Retype every one of the lines below word for word, but leave out the pictures.
━━━━━━━━
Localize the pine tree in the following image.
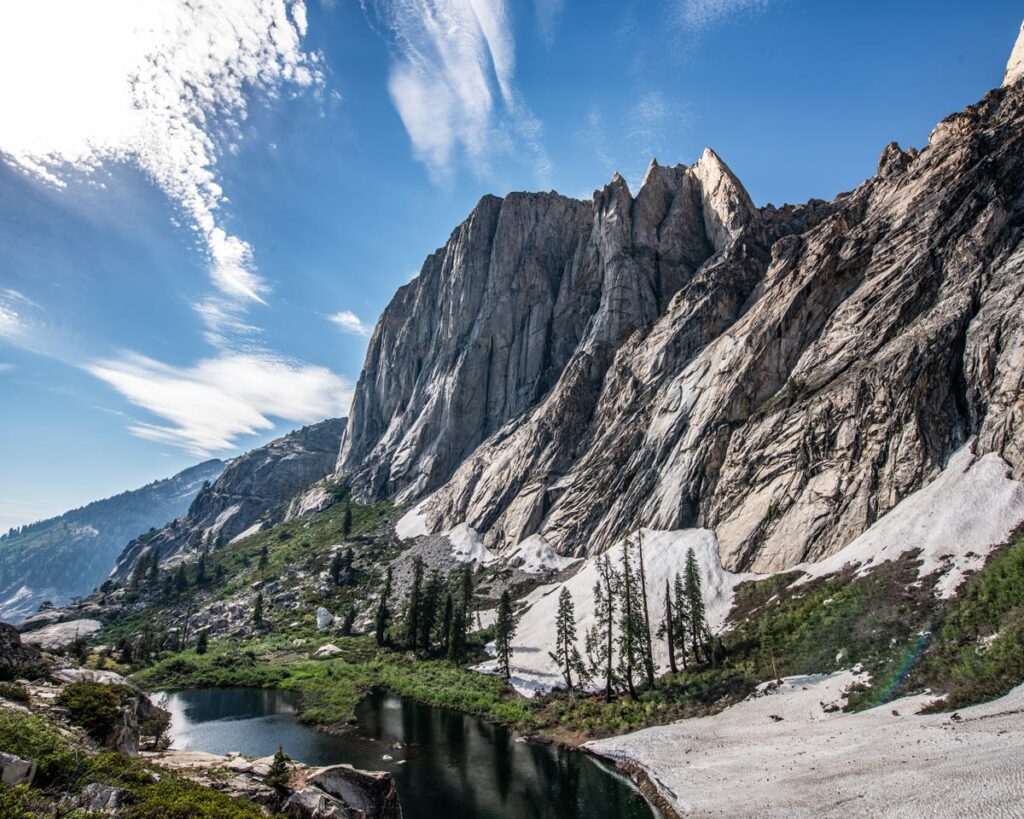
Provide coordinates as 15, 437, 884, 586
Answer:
618, 540, 643, 699
672, 572, 690, 669
637, 531, 654, 688
376, 566, 391, 646
419, 569, 444, 651
656, 577, 679, 674
686, 547, 711, 662
341, 606, 355, 637
263, 745, 291, 789
587, 554, 621, 702
551, 586, 589, 697
129, 554, 150, 589
495, 589, 515, 680
145, 546, 160, 588
441, 589, 455, 654
406, 555, 423, 651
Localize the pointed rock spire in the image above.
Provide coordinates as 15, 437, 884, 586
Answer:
1002, 23, 1024, 85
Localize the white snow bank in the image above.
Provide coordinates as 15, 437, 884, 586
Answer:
228, 520, 263, 544
394, 501, 430, 541
22, 619, 103, 648
444, 523, 495, 563
587, 672, 1024, 817
796, 440, 1024, 597
477, 529, 761, 696
504, 534, 579, 574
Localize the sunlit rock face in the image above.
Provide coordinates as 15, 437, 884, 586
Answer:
339, 70, 1024, 571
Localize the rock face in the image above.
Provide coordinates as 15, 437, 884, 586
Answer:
340, 67, 1024, 571
111, 419, 345, 580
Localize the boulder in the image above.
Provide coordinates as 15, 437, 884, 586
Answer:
78, 782, 125, 814
316, 606, 334, 632
0, 752, 36, 785
282, 787, 351, 819
306, 765, 401, 819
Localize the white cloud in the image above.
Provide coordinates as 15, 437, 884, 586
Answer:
680, 0, 771, 29
0, 0, 322, 302
327, 310, 373, 336
85, 353, 352, 457
372, 0, 550, 181
534, 0, 565, 46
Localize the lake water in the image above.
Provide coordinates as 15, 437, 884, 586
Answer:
159, 688, 656, 819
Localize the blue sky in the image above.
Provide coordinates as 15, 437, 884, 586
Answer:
0, 0, 1022, 529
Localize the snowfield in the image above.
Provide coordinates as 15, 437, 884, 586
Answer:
477, 529, 760, 696
796, 439, 1024, 597
586, 672, 1024, 819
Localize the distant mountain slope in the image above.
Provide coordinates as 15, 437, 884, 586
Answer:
111, 418, 346, 580
0, 460, 225, 620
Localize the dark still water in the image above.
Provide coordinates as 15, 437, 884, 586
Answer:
159, 688, 656, 819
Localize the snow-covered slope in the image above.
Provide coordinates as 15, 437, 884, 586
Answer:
479, 529, 758, 695
587, 672, 1024, 819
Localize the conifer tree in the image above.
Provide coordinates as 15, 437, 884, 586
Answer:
375, 566, 391, 646
551, 586, 589, 697
686, 547, 711, 662
637, 530, 654, 688
406, 555, 423, 651
657, 577, 679, 674
419, 569, 444, 651
495, 589, 515, 680
587, 554, 621, 702
341, 503, 352, 537
441, 589, 455, 654
145, 546, 160, 587
672, 571, 690, 669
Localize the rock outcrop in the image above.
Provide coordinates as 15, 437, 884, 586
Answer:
339, 52, 1024, 571
111, 419, 345, 580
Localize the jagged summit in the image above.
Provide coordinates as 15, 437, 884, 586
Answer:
1002, 23, 1024, 85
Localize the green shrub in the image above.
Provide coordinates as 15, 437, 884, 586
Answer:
57, 681, 134, 742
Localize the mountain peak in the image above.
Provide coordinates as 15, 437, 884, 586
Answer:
1002, 23, 1024, 86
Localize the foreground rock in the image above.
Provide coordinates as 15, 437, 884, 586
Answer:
149, 748, 401, 819
586, 672, 1024, 818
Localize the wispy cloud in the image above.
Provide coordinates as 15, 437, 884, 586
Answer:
534, 0, 565, 47
680, 0, 771, 29
85, 352, 352, 457
368, 0, 550, 182
327, 310, 373, 337
0, 0, 322, 302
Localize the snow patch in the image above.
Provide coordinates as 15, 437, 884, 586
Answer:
443, 523, 495, 563
796, 439, 1024, 598
505, 534, 579, 574
587, 671, 1024, 817
394, 501, 430, 541
477, 529, 763, 696
228, 520, 263, 544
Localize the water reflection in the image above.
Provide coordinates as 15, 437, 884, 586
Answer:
159, 689, 654, 819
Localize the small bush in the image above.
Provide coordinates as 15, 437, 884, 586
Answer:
━━━━━━━━
# Solution to this problem:
Localize the pine tree in the following image.
Provide coordinates as 15, 437, 884, 586
Answer:
618, 540, 643, 699
672, 572, 690, 669
637, 531, 654, 688
376, 566, 391, 646
419, 569, 444, 651
656, 577, 679, 674
686, 547, 711, 662
341, 606, 355, 637
263, 745, 291, 789
587, 554, 621, 702
551, 586, 589, 697
129, 554, 150, 589
495, 589, 515, 680
145, 546, 160, 588
441, 589, 455, 654
406, 555, 423, 651
Localize the pointed rock spire in the image above.
Provide coordinates as 15, 437, 884, 586
Answer:
1002, 23, 1024, 85
Localize the white snow bank in the image above.
Provide coordinates as 15, 437, 884, 586
Answer:
228, 520, 263, 544
394, 501, 430, 541
22, 619, 103, 648
444, 523, 495, 563
587, 672, 1024, 817
796, 440, 1024, 597
477, 529, 761, 696
504, 534, 579, 574
Localize the sunlit rock face in the image above.
Provide coordinates as 15, 437, 884, 586
Answer:
339, 70, 1024, 571
Localize the rock face in the image above.
Provide coordinates as 15, 437, 884, 586
Answer:
340, 67, 1024, 571
111, 419, 345, 580
Localize the boulder in the image above.
Provide coordinates as 15, 437, 884, 586
Answer:
78, 782, 125, 814
316, 606, 334, 632
0, 752, 36, 785
282, 787, 351, 819
306, 765, 401, 819
Localize the white cloud in the image above.
Provide coordinates as 15, 437, 884, 586
Answer:
680, 0, 771, 29
0, 0, 322, 302
327, 310, 373, 336
85, 353, 352, 457
372, 0, 550, 181
534, 0, 565, 46
Localize the lake water in the image above.
Provide coordinates as 15, 437, 884, 586
Answer:
159, 688, 656, 819
Localize the blue sky in the image above.
Provide coordinates as 15, 437, 884, 586
Answer:
0, 0, 1022, 529
Localize the snowfield in the image above.
Provide coordinates as 15, 437, 884, 586
Answer:
477, 529, 760, 696
796, 439, 1024, 597
586, 672, 1024, 819
Localize the distant mountain slope in the image above.
Provide coordinates as 15, 437, 884, 586
Answer:
111, 418, 346, 580
0, 460, 225, 620
Localize the dark still water in the image above.
Provide coordinates as 15, 437, 884, 586
Answer:
159, 688, 656, 819
Localize the snow-covered slope in the image above.
Provide coordinates as 15, 437, 884, 586
Answer:
479, 529, 758, 695
587, 672, 1024, 819
Localize the conifer tree in the image above.
Provide coordinates as 15, 437, 884, 586
Answer:
375, 566, 391, 646
551, 586, 589, 697
686, 547, 711, 662
637, 530, 654, 688
406, 555, 423, 651
657, 577, 679, 674
419, 569, 444, 651
495, 589, 515, 680
587, 554, 621, 702
341, 503, 352, 537
441, 589, 455, 654
145, 546, 160, 587
672, 571, 690, 669
Localize the rock outcrop in the image above.
Provide coordinates as 15, 437, 884, 586
Answer:
339, 52, 1024, 571
111, 419, 345, 580
Localize the jagged summit in the image above.
Provide coordinates as 15, 437, 884, 586
Answer:
1002, 23, 1024, 85
Localize the green shrub in the image above.
Provide coordinates as 15, 437, 884, 586
Answer:
57, 681, 134, 742
Localize the mountain peak in the image above.
Provide coordinates as 15, 437, 884, 586
Answer:
1002, 23, 1024, 86
Localize the foreground rock in the image above.
Provide coordinates as 15, 437, 884, 586
Answer:
149, 748, 401, 819
586, 672, 1024, 818
Localize the wispy cloud in the image above.
Provide coordinates as 15, 437, 884, 586
Answer:
534, 0, 565, 47
680, 0, 771, 29
85, 352, 352, 457
368, 0, 550, 182
327, 310, 373, 337
0, 0, 322, 302
Localize the snow patch in the image above.
Provide coordinates as 15, 437, 884, 586
Answer:
443, 523, 495, 563
796, 439, 1024, 598
505, 534, 579, 574
587, 671, 1024, 817
394, 501, 430, 541
477, 529, 763, 696
228, 520, 263, 544
Localize the water reflection in the image above.
Provide coordinates as 15, 437, 884, 586
Answer:
159, 689, 654, 819
Localize the small bush in the image above.
Provide coordinates as 15, 437, 884, 586
Answer:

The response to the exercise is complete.